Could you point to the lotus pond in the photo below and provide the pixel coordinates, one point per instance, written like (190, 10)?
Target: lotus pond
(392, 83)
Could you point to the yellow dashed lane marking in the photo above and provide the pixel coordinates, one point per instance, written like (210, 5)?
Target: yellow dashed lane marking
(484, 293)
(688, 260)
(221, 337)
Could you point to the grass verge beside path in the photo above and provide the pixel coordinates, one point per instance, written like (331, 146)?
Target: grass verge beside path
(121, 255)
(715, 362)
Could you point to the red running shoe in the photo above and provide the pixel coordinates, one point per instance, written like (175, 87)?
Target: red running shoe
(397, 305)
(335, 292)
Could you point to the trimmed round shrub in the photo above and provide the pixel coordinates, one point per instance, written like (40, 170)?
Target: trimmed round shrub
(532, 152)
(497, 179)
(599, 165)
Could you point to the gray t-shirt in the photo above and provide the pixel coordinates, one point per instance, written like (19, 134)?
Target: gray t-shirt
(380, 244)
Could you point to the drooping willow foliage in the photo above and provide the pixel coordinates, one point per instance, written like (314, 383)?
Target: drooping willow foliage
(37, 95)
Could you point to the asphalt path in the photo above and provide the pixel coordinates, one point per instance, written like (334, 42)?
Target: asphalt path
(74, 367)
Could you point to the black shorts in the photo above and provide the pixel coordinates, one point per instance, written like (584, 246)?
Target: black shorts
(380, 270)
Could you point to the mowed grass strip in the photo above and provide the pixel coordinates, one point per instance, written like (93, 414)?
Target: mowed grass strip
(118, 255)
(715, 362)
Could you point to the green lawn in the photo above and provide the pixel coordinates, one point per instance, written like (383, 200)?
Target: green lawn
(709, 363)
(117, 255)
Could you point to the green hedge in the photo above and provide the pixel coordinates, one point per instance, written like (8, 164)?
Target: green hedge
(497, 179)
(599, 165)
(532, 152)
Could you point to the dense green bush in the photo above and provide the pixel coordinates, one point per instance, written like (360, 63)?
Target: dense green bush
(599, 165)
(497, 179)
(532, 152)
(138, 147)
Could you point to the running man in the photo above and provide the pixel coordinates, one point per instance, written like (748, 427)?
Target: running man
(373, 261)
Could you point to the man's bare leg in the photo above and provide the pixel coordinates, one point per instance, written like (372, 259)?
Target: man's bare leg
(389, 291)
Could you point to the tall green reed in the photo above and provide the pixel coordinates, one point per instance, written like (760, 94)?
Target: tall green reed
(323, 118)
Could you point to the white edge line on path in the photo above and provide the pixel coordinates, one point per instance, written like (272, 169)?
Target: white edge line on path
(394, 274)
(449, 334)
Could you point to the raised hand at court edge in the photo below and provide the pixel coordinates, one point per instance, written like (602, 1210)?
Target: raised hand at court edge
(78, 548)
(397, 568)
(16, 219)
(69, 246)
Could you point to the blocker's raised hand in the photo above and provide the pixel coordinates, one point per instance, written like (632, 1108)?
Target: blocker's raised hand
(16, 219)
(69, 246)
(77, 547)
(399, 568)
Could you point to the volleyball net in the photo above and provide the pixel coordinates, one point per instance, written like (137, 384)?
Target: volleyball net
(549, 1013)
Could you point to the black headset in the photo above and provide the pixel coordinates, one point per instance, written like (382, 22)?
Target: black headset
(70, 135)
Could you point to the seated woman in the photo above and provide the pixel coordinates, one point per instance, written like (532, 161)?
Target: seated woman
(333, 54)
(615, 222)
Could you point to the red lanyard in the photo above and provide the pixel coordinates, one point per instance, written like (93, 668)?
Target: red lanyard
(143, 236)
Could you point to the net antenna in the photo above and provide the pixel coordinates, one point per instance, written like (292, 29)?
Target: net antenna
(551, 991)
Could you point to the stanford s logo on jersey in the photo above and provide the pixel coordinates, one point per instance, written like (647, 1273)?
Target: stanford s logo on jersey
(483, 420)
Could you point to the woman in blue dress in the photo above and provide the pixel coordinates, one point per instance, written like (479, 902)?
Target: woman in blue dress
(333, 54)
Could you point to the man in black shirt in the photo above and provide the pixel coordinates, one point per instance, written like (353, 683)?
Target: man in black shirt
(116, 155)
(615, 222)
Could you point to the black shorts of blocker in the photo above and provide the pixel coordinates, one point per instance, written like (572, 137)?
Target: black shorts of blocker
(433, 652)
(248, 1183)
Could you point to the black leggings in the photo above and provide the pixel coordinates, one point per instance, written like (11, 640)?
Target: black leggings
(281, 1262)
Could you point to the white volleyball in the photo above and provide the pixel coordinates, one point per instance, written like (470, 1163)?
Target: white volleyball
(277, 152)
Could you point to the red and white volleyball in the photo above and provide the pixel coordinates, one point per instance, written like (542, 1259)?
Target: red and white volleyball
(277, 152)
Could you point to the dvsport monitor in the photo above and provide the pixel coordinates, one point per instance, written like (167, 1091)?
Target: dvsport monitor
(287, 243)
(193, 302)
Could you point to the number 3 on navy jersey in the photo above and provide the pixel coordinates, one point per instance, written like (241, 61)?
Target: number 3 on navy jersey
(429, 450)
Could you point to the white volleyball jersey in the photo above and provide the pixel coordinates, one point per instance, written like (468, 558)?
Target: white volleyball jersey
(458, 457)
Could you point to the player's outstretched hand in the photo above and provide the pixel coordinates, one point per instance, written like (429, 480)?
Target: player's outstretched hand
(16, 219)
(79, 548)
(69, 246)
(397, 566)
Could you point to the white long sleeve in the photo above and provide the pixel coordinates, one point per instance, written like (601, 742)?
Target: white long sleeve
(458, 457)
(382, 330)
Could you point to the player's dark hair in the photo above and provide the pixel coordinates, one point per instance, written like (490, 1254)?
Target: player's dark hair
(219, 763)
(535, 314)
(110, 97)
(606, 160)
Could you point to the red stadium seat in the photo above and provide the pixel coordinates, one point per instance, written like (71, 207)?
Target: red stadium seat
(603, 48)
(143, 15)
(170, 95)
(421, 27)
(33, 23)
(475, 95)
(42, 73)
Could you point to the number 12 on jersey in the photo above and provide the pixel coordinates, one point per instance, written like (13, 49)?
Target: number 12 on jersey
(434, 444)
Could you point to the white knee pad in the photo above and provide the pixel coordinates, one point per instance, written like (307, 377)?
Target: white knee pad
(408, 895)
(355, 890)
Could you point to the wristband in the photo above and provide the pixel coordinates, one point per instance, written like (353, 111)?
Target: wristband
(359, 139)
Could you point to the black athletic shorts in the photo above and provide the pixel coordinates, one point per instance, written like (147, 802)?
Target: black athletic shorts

### What is required
The listing above must be transcribed exactly, line by line.

### Answer
Could you point to the lotus pond in the photo below and provide the pixel coordinates, one point per instance, written like (190, 10)?
Target: lotus pond
(392, 83)
Could you point to the yellow dashed lane marking in the photo above and provide the pixel coordinates, one point per instance, written like (210, 5)?
Target: yellow dashed lane marking
(484, 293)
(688, 260)
(221, 337)
Could you point to the grass verge beside path in the photo above and provide the pixel coordinates, one point per instance, written like (331, 146)?
Target: grass verge beside path
(121, 255)
(715, 362)
Could you point to the red running shoe in the photo above and provide the pixel coordinates, one point per instance, written like (175, 87)?
Target: red running shoe
(397, 305)
(335, 292)
Could you point to the trimmed round shrub in the photo above and provide the pixel coordinates, one point per instance, written like (40, 170)?
Target: trimmed round shrub
(532, 152)
(497, 179)
(599, 165)
Could you point to the gray t-shirt in the photo above and provide the pixel coordinates, one point per instance, written like (19, 134)?
Target: gray t-shirt
(380, 244)
Could you point to the drooping willow foliage in the photo above and provide the pixel coordinates, one point per instance, written like (314, 383)?
Target: drooping willow foliage
(37, 95)
Could you point to the asphalt path in the photo above and provide the pixel coordinates, one point per instance, written like (334, 42)?
Target: asphalt path
(74, 367)
Could you point to the black shorts in the photo above and provide the pixel coordinates, one point per instance, written like (584, 246)?
Target: black shorts
(380, 270)
Could you point to the mowed grass strip in the photo above and provide the pixel coordinates, one point per instance, written like (93, 414)?
Target: mowed grass strip
(118, 255)
(715, 362)
Could you point to the green lawn in the photo above and provide the pixel coordinates, one point per instance, written like (383, 200)?
Target: green lawn
(709, 363)
(117, 255)
Could you point to the green hedge in the photo above and provide the pixel coordinates, one point per instance, written like (8, 164)?
Target: green hedge
(497, 179)
(599, 165)
(532, 152)
Could you point to the dense green bush in the photo above and provide the pixel coordinates, one point per instance, written like (360, 63)?
Target: dense green bush
(599, 165)
(497, 179)
(532, 152)
(138, 147)
Could you point to the running man in the photo above and provide the pixel coordinates, one point per instance, written like (748, 427)?
Target: running man
(373, 261)
Could you point to the man's bare leg in the photo above and provide the pixel coordinates, one point per instance, written like (372, 259)?
Target: man's bare leg
(389, 291)
Could you point to the tall green reed in the photo above and provide the pixel coordinates, one point per instance, written like (760, 94)?
Target: tall green reed
(323, 118)
Could you point to the white edge line on path in the photo above and provide the pixel coordinates, one point per instance, written like (272, 169)?
Target: white edge line on path
(394, 274)
(449, 334)
Could you point to the raised hand at court edge in the photo below and provide the pixel coordinates, one point per instance, written like (602, 1210)?
Target: raised hand at court edge
(78, 548)
(397, 568)
(16, 219)
(69, 246)
Could you point to the blocker's raised hand in the photo above and provide the pixel coordinates, one point per instance, written like (632, 1108)?
Target: blocker's raised hand
(16, 219)
(69, 246)
(77, 547)
(399, 568)
Could you point to the volleyball net in the photo above and provide the pixel coordinates, one point per instance, written like (137, 384)?
Target: volleyball net
(549, 1013)
Could you point to the black headset in the photo above and provide the pixel coordinates, one point per instance, written like (382, 22)?
Target: black headset
(70, 135)
Could you point to the seated woman in the photo above and provide the pixel coordinates, one point per instance, written like (532, 161)?
Target: seated woman
(333, 54)
(615, 222)
Could you point to the red lanyard in the photo above and provide the pixel coordinates, one point per instance, written like (93, 668)?
Target: red lanyard
(143, 236)
Could you point to the net antenna in the photo above and provide the pixel coordinates, one point per instance, written like (292, 29)?
Target: net antenna
(551, 991)
Could you point to the stanford s logo on jersey in the photo above and provide the pixel coordinates, one point per instance, written like (647, 1273)?
Target: stanford s logo on jersey
(483, 420)
Could you point to the woman in blue dress in the photo above and provide the pixel coordinates, one point per instance, written like (479, 902)?
Target: woman in blue dress
(333, 54)
Could you point to the man in black shirt in the photo above and provide the pixel coordinates, one point per instance, written like (353, 683)?
Target: man in black shirt
(116, 155)
(615, 222)
Could you point to the black shorts of blocker in the photo above and provide the pixel coordinates, one point per instance, written like (572, 137)?
Target: black shorts of blocker
(433, 652)
(248, 1183)
Could you point to the black leggings in the photo above and provide the pixel coordinates, one point per instance, written like (11, 640)?
Target: black leggings
(281, 1262)
Could you point to the white volleyball in the photo above and provide the pixel coordinates, one point per instance, written like (470, 1163)?
Target: white volleyball
(277, 152)
Could you point to the red and white volleyball in the photo above and provide the pixel coordinates, one point per instance, written like (542, 1259)?
Target: red and white volleyball
(277, 152)
Could you point to the dvsport monitor in the photo above and provide the pixel coordinates, one point per instance, written like (167, 1091)?
Target: dvsport monitor
(287, 243)
(193, 302)
Could you point to the number 3 on navy jersey in the photo above and provide the pixel coordinates, one point per instance, written like (241, 61)?
Target: number 3 on navy jersey
(429, 450)
Could you point to the white volleyball jersey in the photo above and provide the pixel coordinates, one point per instance, written like (468, 558)?
Target: white volleyball jersey
(458, 457)
Could you point to the player's outstretched hand in the photo above and provide the pixel coordinates, one point per instance, written like (429, 480)?
Target: player's outstretched hand
(16, 219)
(79, 548)
(69, 246)
(397, 566)
Could you point to the white long sleeve in the photo above and provide the pixel coordinates, one point per instance, written like (601, 742)?
Target: white long sleeve
(458, 457)
(382, 330)
Could you point to the player's dark hair in the photo above and provide the pixel coordinates, one point per instance, written like (490, 1254)?
Target: player's dark hair
(219, 763)
(535, 314)
(110, 97)
(606, 160)
Could you point to the red stadium seat in the photo above and provide the pixel coordinates, one point per instance, written like (71, 207)?
Target: red stadium seat
(603, 48)
(143, 15)
(170, 95)
(421, 27)
(33, 23)
(475, 95)
(42, 73)
Could you point to the number 12 on jersey in the photo above and provide the pixel coordinates, one point per instance, written like (13, 49)?
Target: number 12 on jersey
(434, 444)
Could you point to the white knee pad in the photo above and provide the pixel coordinates, one point per instance, written like (307, 377)?
Target: white knee pad
(408, 895)
(355, 890)
Could you point to the wristband in the photo above and provide the pixel coordinates, one point per instance, written like (353, 111)?
Target: wristband
(359, 139)
Could you point to the black athletic shorts in the photo above and provide the pixel coordinates, one point per instance, written like (147, 802)?
Target: black athletic shorts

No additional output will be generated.